• **PROBLEM TO SOLVE**: Return all of the entries exactly as written.

• **INPUT**:
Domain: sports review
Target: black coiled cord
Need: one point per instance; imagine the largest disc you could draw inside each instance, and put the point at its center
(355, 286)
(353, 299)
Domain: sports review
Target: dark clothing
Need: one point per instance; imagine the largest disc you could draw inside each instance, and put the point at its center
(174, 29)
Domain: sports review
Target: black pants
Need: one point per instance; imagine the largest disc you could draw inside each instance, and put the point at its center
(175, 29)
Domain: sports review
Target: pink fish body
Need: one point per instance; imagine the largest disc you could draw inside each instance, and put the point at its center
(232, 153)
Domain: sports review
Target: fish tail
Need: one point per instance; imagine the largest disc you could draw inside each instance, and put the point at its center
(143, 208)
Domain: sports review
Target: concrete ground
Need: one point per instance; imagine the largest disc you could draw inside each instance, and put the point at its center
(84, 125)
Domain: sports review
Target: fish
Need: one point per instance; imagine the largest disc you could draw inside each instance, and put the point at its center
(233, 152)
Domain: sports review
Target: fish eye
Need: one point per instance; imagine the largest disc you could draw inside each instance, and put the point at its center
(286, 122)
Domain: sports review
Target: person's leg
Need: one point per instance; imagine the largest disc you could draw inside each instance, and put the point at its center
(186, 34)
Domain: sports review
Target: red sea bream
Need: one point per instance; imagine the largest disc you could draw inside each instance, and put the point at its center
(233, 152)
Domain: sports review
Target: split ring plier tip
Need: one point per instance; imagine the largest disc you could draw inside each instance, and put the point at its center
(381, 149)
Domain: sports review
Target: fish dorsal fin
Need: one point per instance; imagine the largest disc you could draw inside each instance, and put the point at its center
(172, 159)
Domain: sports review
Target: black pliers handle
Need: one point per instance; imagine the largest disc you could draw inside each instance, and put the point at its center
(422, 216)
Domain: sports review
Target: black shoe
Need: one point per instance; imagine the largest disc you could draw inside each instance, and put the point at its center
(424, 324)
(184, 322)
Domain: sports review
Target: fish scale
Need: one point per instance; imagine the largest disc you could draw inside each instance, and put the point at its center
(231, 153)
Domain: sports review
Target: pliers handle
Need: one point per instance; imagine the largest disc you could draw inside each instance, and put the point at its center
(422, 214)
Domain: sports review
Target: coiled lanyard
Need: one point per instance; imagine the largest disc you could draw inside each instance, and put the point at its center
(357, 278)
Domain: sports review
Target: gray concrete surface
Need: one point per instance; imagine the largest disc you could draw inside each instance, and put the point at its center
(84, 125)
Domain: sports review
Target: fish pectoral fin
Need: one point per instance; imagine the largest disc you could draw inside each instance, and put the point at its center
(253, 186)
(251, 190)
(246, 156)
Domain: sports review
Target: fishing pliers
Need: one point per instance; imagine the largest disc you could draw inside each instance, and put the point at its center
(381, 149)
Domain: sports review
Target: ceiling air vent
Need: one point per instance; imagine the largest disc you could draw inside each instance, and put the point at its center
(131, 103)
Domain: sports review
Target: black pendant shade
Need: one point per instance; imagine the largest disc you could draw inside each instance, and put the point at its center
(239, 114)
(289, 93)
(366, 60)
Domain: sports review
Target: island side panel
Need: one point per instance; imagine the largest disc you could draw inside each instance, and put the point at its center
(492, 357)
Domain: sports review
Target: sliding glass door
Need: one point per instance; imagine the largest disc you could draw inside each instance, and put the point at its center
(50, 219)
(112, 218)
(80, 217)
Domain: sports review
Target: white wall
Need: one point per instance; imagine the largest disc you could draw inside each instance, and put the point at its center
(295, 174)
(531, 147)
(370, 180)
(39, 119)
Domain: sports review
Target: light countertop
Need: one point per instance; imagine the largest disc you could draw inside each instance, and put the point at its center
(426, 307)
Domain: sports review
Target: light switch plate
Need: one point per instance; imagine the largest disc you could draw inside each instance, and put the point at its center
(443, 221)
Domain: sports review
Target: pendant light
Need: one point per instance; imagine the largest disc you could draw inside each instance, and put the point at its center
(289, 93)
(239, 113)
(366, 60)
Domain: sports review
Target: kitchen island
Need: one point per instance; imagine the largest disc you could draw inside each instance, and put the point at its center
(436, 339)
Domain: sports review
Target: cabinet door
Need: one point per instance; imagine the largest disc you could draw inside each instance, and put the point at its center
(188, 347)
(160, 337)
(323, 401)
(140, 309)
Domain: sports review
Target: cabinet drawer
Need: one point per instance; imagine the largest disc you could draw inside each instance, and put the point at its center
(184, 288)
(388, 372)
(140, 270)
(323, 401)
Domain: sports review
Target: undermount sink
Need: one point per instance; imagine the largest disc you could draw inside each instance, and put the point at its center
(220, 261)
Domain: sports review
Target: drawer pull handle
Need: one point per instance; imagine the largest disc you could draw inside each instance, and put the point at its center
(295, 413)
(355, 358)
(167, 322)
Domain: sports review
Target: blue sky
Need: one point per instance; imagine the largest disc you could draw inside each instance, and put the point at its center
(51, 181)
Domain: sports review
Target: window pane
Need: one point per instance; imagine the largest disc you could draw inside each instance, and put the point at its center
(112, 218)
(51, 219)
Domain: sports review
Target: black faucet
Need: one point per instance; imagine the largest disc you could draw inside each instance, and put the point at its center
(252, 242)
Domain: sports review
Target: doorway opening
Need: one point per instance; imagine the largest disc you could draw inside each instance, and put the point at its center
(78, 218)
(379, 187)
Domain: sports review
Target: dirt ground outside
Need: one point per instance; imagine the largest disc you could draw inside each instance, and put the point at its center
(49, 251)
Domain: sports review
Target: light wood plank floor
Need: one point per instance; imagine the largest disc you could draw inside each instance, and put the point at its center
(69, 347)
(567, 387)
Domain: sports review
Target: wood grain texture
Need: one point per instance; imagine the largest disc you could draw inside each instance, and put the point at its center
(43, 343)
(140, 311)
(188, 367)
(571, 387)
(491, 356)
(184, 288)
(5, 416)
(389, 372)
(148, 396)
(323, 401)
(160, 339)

• **THE RESPONSE**:
Domain: sports review
Target: black coiled cord
Need: one point per instance; imagine the largest disc you could draw inside each instance, and put the point at its center
(355, 286)
(353, 299)
Domain: sports review
Target: dark clothing
Need: one point per instance; imagine the largest disc you could draw inside each instance, and put the point at its center
(174, 29)
Domain: sports review
Target: black pants
Need: one point per instance; imagine the largest disc you could draw inside each instance, and put the point at its center
(175, 29)
Domain: sports review
Target: pink fish body
Need: one point per instance; imagine the largest disc you could draw inside each instance, and put the point at its center
(232, 153)
Domain: sports review
Target: fish tail
Need: one point per instance; imagine the largest disc you could draw inside each instance, and put the point at its center
(143, 208)
Domain: sports review
Target: concrete ground
Need: one point per instance; imagine the largest disc you could draw inside each instance, and put the point at its center
(84, 125)
Domain: sports review
Target: fish
Need: one point per instance; imagine the largest disc you could draw inside each instance, and put the point at its center
(233, 152)
Domain: sports review
Target: fish eye
Need: one point per instance; imagine the largest disc you could draw inside each instance, and put the point at its center
(286, 122)
Domain: sports review
Target: person's leg
Need: one point per instance; imagine the largest disc you could draw inside each instance, and put the point at its center
(186, 34)
Domain: sports review
Target: red sea bream
Need: one point per instance; imagine the largest disc you could draw inside each instance, and put the point at its center
(233, 152)
Domain: sports review
Target: split ring plier tip
Need: one point per instance; imagine the largest disc you could draw inside each instance, and put the point at its center
(381, 149)
Domain: sports review
Target: fish dorsal fin
Need: one point per instance; imagine the largest disc you could draw inside each instance, and put the point at its center
(172, 159)
Domain: sports review
Target: black pliers handle
Need: one point per instance; imagine the largest disc you could draw inside each instance, and put the point at its center
(422, 216)
Domain: sports review
Target: black shoe
Need: one point per instance; imagine the largest disc you could draw inside each instance, and put the point at its center
(424, 324)
(184, 322)
Domain: sports review
Target: fish scale
Need: one point per instance; imagine the largest disc you could draw inside each instance, and put the point at its center
(231, 153)
Domain: sports review
Target: pliers handle
Need: one point per instance; imagine the largest disc you could draw inside each instance, and put the point at its center
(422, 214)
Domain: sports review
Target: coiled lanyard
Need: one point per instance; imagine the largest disc you could draw inside each instance, and put the point at its center
(357, 278)
Domain: sports review
Target: gray concrete surface
Need: one point per instance; imagine the largest disc you could draw inside each instance, and put the point at its center
(84, 125)
Domain: sports review
Target: fish pectoral fin
Need: one point per instance; imagine the largest disc you could draw inside each instance, and put the point at its center
(253, 186)
(251, 190)
(246, 156)
Domain: sports review
Target: fishing pliers
Need: one point per instance; imagine the largest disc you could draw inside each instance, and put the point at its center
(381, 149)
Domain: sports review
Target: ceiling air vent
Need: one point per instance; imagine the largest disc you could draw inside each instance, and put the point at its center
(131, 103)
Domain: sports review
Target: black pendant shade
Need: one point per instance; imagine the largest disc you could draw inside each instance, and put the point at its center
(239, 114)
(289, 93)
(366, 60)
Domain: sports review
Target: island side panel
Need: one point per instance; imagine the largest disc you could draw inside each instance, and put the point at its center
(492, 357)
Domain: sports review
Target: sliding glass door
Need: one point per instance; imagine the largest disc you could draw inside each instance, and put the point at its center
(50, 219)
(112, 218)
(80, 217)
Domain: sports review
Target: white wall
Need: one point per instance; imagine the largest disc you could draw inside each instance, and put the point at its center
(295, 174)
(531, 147)
(370, 180)
(39, 119)
Domain: sports review
Target: light countertop
Need: one point per instance; imagine the largest disc you could draw inside each instance, and put the point at its center
(426, 307)
Domain: sports review
Target: light switch plate
Need: one point per instance; imagine the largest disc you could draw inside each instance, and put the point at its center
(443, 221)
Domain: sports review
Target: pendant light
Need: one point per instance; imagine the largest disc you could draw inside each instance, and put the point at its center
(289, 93)
(239, 113)
(366, 60)
Domain: sports review
Target: kitchen island
Need: one point per instance; imagine the largest disc you could draw inside each instance, and put the point at its center
(436, 339)
Domain: sports review
Target: cabinet door
Need: one point per instance; imagine the largest disc you could draw inside each instance, and put the point at its center
(188, 347)
(160, 337)
(323, 401)
(140, 309)
Domain: sports review
Target: cabinet drawer
Need: one point per instance; imagine the largest disc you could draw inside each instance, and put the point at its center
(184, 288)
(388, 372)
(140, 270)
(323, 401)
Domain: sports review
Target: undermount sink
Need: one point per instance; imagine the largest disc you could draw inside each instance, and put the point at its center
(220, 261)
Domain: sports review
Target: drawer pull handle
Need: one point per instance; imagine the largest disc you could draw inside each instance, and put the point at its center
(295, 413)
(355, 358)
(167, 322)
Domain: sports review
Target: blue sky
Need: one point per instance; imagine the largest disc you could draw inside each instance, and put the point at its center
(51, 181)
Domain: sports review
Target: window pane
Need: one point per instance; imagine the largest disc you could draw inside each instance, and put the point at its center
(112, 218)
(51, 219)
Domain: sports review
Target: black faucet
Need: one point per instance; imagine the largest disc you could draw inside each instance, and put the point at its center
(252, 242)
Domain: sports review
Target: doorway opening
Need: one point per instance; imagine the largest disc you could draw inside each instance, and put the point at its center
(78, 218)
(379, 187)
Domain: sports review
Target: dirt ground outside
Need: one point per instance; imagine the largest disc you could draw inside each instance, and put the point at its center
(49, 251)
Domain: sports review
Target: light wood plank floor
Need: one point per instance; imagine the largest disc you could draw inside each instance, and put the point at its center
(69, 347)
(567, 387)
Domain: sports review
Target: wood grain texture
Need: one point per instance; imagine the largest disc you could draw inside each instance, and put the point at its center
(43, 343)
(140, 311)
(188, 367)
(571, 387)
(491, 356)
(184, 288)
(5, 416)
(389, 372)
(148, 396)
(323, 401)
(160, 339)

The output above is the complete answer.